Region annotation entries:

•••

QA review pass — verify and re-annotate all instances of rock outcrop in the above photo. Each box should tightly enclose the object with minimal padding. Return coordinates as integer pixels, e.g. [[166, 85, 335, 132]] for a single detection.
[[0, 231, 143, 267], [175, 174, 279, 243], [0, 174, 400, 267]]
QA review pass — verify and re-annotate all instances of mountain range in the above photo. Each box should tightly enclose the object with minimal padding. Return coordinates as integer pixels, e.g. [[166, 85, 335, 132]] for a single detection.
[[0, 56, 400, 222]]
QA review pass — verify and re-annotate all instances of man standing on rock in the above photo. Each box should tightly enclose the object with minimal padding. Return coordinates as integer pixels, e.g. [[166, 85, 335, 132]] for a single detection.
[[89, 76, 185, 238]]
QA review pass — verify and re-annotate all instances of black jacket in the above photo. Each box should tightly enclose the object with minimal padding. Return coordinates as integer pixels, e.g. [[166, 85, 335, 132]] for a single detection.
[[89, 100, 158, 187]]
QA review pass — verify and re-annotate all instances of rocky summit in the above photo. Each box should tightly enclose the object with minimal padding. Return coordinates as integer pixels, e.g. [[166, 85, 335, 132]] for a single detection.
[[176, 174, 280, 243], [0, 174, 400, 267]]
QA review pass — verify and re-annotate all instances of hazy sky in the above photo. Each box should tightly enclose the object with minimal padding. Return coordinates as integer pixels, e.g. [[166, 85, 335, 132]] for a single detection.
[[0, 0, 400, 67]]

•••

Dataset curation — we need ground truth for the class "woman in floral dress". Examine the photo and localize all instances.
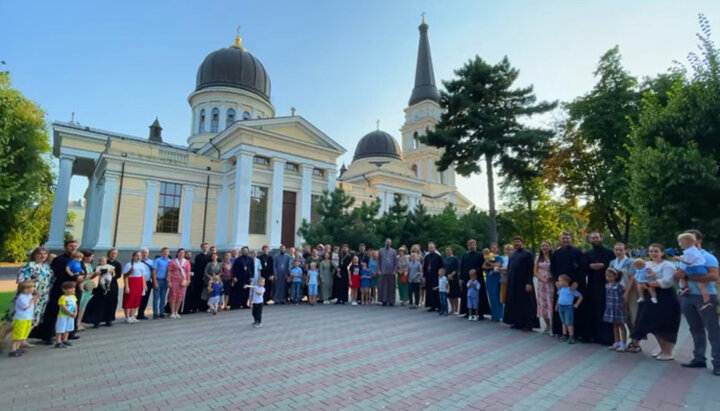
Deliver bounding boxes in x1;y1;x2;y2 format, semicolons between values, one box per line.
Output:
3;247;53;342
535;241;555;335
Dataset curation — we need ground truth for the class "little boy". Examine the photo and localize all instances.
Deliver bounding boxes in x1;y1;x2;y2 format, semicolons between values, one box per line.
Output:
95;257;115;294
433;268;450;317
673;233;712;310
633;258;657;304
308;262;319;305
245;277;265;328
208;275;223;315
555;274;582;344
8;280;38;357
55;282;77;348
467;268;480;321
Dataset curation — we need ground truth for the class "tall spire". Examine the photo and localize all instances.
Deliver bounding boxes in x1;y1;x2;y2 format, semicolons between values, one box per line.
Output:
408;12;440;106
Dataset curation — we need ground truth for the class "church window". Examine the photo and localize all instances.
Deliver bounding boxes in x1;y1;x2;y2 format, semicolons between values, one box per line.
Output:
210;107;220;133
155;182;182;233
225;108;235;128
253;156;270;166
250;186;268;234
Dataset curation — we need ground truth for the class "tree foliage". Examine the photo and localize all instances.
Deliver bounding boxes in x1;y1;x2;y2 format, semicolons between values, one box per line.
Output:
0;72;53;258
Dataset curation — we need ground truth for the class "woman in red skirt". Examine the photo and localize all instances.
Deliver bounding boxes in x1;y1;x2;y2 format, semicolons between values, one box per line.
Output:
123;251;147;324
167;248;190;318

•••

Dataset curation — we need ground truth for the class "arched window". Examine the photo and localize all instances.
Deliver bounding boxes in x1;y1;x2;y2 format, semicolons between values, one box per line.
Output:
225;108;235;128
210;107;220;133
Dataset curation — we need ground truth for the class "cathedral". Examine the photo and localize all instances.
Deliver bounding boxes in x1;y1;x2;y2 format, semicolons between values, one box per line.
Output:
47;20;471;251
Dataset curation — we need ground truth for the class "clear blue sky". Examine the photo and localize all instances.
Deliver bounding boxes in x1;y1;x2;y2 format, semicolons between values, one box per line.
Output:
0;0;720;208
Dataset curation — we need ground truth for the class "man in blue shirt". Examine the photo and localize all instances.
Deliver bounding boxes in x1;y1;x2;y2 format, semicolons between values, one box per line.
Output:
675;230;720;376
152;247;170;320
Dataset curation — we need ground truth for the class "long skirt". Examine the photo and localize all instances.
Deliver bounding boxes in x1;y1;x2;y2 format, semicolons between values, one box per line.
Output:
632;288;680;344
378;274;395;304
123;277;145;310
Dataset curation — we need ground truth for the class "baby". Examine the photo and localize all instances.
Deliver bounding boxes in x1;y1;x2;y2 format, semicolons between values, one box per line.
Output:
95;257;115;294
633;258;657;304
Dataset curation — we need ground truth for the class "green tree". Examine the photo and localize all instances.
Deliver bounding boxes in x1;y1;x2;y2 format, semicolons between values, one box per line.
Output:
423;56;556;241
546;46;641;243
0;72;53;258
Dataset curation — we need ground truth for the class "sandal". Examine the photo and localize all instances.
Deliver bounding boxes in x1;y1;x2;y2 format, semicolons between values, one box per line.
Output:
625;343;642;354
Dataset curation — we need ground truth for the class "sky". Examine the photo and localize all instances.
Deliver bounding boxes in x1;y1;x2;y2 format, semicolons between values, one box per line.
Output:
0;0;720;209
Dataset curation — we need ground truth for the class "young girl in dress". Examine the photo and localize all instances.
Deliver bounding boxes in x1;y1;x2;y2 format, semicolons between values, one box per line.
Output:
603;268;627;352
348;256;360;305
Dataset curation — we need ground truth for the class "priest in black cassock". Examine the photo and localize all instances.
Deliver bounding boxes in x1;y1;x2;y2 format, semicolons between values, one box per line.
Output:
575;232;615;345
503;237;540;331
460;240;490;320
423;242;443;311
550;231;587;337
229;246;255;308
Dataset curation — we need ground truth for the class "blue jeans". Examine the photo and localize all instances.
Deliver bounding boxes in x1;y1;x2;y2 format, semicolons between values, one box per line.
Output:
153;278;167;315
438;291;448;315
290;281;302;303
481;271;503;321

•••

▸ YOUR INSTRUCTIONS: Gather every line of the records that contains the word "blue" and copy each one out.

▸ SOLUTION TO THIS EXERCISE:
Dataset curation — we need ground truth for the class "clear blue sky". Examine the photo and localize all instances.
Dataset curation — we need ground truth for the class "man in blue shirt". Examine the photo and localize all instances.
Dataset curation — we need ground truth for the class "blue jeans". Examine the photo and localize all instances.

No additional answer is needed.